Task requirements
Output only an exact transcription of the line containing "[point] every instance of the football" and all lines that follow it in the data below.
Start of Listed entries
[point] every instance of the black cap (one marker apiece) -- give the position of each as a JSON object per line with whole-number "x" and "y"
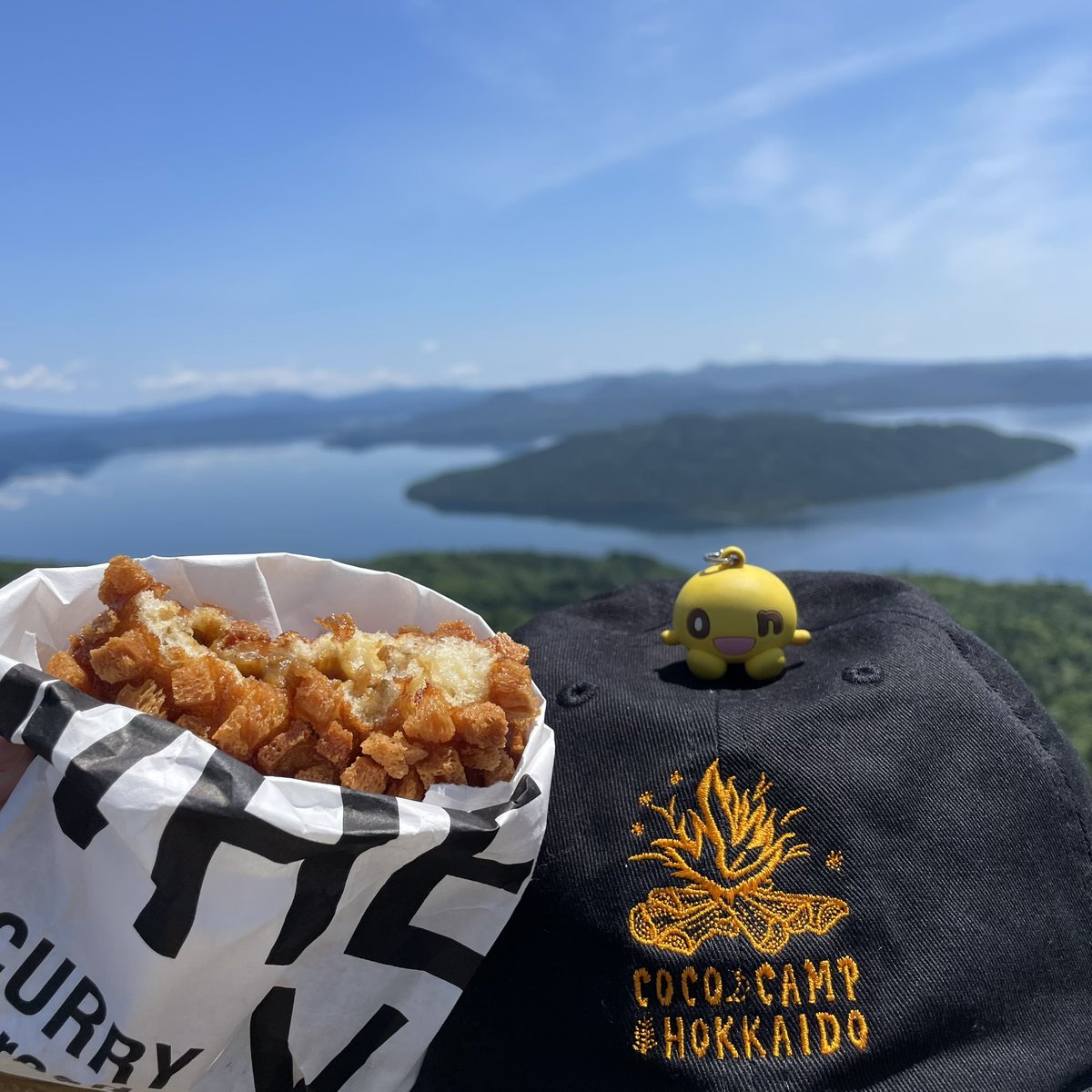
{"x": 874, "y": 872}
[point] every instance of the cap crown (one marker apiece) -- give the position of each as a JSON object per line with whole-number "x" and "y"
{"x": 873, "y": 873}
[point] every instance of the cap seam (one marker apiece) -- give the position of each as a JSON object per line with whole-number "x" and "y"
{"x": 1057, "y": 769}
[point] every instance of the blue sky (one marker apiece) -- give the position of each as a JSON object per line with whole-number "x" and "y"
{"x": 206, "y": 197}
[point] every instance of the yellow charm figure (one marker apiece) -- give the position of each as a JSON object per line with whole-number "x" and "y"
{"x": 734, "y": 612}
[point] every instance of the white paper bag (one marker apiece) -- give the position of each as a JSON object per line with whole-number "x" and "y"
{"x": 169, "y": 918}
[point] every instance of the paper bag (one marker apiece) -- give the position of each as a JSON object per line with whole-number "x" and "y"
{"x": 169, "y": 918}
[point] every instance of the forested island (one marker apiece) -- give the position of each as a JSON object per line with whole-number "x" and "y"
{"x": 1044, "y": 629}
{"x": 694, "y": 472}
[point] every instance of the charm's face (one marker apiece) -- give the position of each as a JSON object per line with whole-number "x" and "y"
{"x": 734, "y": 612}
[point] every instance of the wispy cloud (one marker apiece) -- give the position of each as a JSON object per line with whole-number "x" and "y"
{"x": 593, "y": 136}
{"x": 1002, "y": 192}
{"x": 995, "y": 190}
{"x": 19, "y": 492}
{"x": 195, "y": 381}
{"x": 38, "y": 378}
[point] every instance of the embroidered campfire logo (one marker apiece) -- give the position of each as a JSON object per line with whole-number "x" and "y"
{"x": 725, "y": 852}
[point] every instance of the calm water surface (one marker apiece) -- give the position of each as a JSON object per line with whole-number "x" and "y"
{"x": 308, "y": 500}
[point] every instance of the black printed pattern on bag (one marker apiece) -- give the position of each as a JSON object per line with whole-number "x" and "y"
{"x": 214, "y": 813}
{"x": 272, "y": 1063}
{"x": 385, "y": 934}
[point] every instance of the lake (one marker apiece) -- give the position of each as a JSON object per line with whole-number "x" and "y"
{"x": 308, "y": 500}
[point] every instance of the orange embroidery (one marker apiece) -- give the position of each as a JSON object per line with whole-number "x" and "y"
{"x": 689, "y": 976}
{"x": 721, "y": 1029}
{"x": 644, "y": 1037}
{"x": 830, "y": 1035}
{"x": 763, "y": 972}
{"x": 674, "y": 1037}
{"x": 856, "y": 1027}
{"x": 699, "y": 1041}
{"x": 851, "y": 972}
{"x": 805, "y": 1037}
{"x": 741, "y": 992}
{"x": 726, "y": 852}
{"x": 751, "y": 1037}
{"x": 781, "y": 1040}
{"x": 819, "y": 978}
{"x": 789, "y": 986}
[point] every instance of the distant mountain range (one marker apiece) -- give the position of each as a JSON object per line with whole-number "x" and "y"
{"x": 694, "y": 472}
{"x": 33, "y": 441}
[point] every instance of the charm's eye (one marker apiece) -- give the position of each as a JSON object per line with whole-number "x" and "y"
{"x": 768, "y": 618}
{"x": 697, "y": 622}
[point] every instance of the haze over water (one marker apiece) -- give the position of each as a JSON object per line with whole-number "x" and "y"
{"x": 309, "y": 500}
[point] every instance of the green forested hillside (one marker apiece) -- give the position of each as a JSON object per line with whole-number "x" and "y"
{"x": 508, "y": 588}
{"x": 1044, "y": 629}
{"x": 708, "y": 472}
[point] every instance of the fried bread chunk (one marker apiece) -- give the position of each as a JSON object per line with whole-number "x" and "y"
{"x": 378, "y": 713}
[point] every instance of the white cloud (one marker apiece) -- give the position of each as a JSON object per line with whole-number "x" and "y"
{"x": 464, "y": 369}
{"x": 38, "y": 378}
{"x": 996, "y": 191}
{"x": 756, "y": 177}
{"x": 1006, "y": 189}
{"x": 601, "y": 132}
{"x": 17, "y": 492}
{"x": 319, "y": 381}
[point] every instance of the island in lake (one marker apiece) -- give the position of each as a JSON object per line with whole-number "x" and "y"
{"x": 694, "y": 472}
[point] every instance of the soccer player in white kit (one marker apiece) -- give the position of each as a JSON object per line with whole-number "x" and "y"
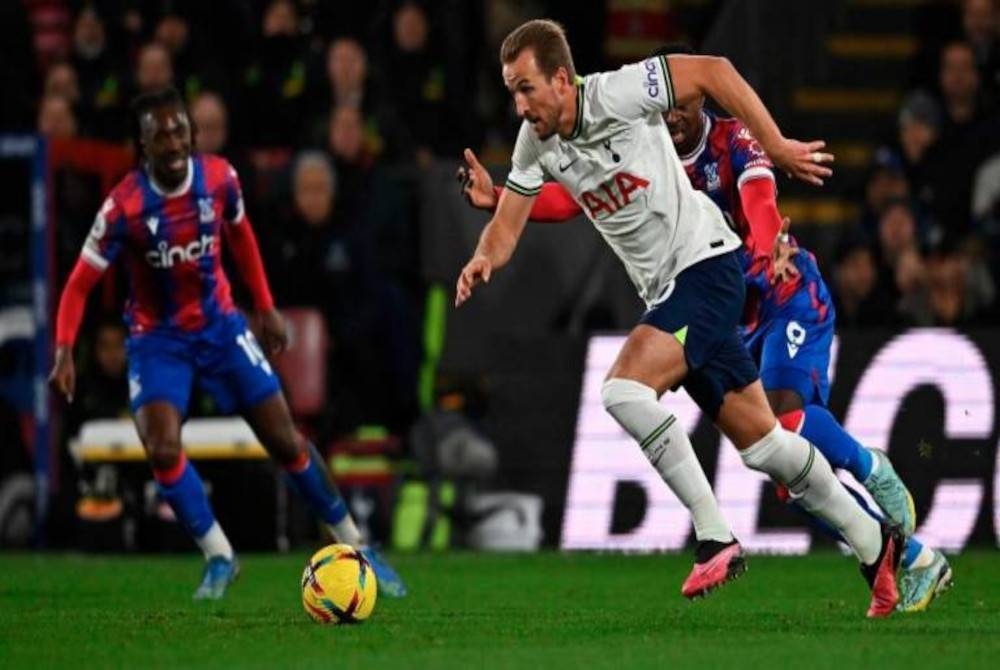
{"x": 603, "y": 138}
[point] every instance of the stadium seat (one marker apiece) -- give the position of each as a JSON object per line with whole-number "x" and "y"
{"x": 303, "y": 366}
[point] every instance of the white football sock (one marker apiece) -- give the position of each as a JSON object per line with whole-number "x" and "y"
{"x": 791, "y": 460}
{"x": 215, "y": 543}
{"x": 668, "y": 448}
{"x": 924, "y": 558}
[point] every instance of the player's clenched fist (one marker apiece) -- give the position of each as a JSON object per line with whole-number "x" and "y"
{"x": 803, "y": 160}
{"x": 475, "y": 271}
{"x": 62, "y": 379}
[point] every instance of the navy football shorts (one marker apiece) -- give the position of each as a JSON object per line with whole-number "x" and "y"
{"x": 702, "y": 310}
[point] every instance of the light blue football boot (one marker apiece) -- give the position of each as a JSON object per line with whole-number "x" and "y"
{"x": 919, "y": 587}
{"x": 891, "y": 494}
{"x": 389, "y": 582}
{"x": 220, "y": 572}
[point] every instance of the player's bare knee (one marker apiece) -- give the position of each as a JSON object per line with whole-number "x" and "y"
{"x": 285, "y": 444}
{"x": 783, "y": 401}
{"x": 618, "y": 391}
{"x": 164, "y": 451}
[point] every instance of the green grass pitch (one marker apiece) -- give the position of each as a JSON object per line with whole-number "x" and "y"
{"x": 485, "y": 611}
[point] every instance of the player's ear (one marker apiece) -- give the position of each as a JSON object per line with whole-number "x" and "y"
{"x": 561, "y": 78}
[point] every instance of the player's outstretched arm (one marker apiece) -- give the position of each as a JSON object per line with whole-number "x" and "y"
{"x": 81, "y": 282}
{"x": 554, "y": 204}
{"x": 496, "y": 243}
{"x": 695, "y": 76}
{"x": 250, "y": 265}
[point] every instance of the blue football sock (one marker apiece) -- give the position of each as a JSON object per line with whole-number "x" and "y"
{"x": 913, "y": 549}
{"x": 842, "y": 450}
{"x": 312, "y": 484}
{"x": 872, "y": 512}
{"x": 186, "y": 496}
{"x": 828, "y": 530}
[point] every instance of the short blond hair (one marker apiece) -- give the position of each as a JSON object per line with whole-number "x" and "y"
{"x": 547, "y": 40}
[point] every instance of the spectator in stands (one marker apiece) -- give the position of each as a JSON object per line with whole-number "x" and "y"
{"x": 276, "y": 81}
{"x": 101, "y": 76}
{"x": 946, "y": 283}
{"x": 859, "y": 298}
{"x": 154, "y": 69}
{"x": 347, "y": 72}
{"x": 61, "y": 80}
{"x": 368, "y": 195}
{"x": 194, "y": 70}
{"x": 102, "y": 389}
{"x": 56, "y": 119}
{"x": 959, "y": 81}
{"x": 211, "y": 121}
{"x": 986, "y": 201}
{"x": 897, "y": 235}
{"x": 886, "y": 184}
{"x": 981, "y": 22}
{"x": 419, "y": 86}
{"x": 919, "y": 127}
{"x": 965, "y": 141}
{"x": 330, "y": 260}
{"x": 910, "y": 279}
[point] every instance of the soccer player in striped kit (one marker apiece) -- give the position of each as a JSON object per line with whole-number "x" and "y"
{"x": 166, "y": 221}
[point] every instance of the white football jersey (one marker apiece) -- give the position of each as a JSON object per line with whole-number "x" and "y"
{"x": 621, "y": 167}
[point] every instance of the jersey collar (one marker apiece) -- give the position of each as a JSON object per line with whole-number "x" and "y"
{"x": 578, "y": 124}
{"x": 180, "y": 190}
{"x": 690, "y": 158}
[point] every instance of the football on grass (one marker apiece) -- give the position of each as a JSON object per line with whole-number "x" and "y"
{"x": 338, "y": 585}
End of Listed entries
Solution for this problem
[point] every instance of the football on grass (one marker apiece) -- give the position of each as a JSON object per line with whole-number "x" and "y"
{"x": 338, "y": 585}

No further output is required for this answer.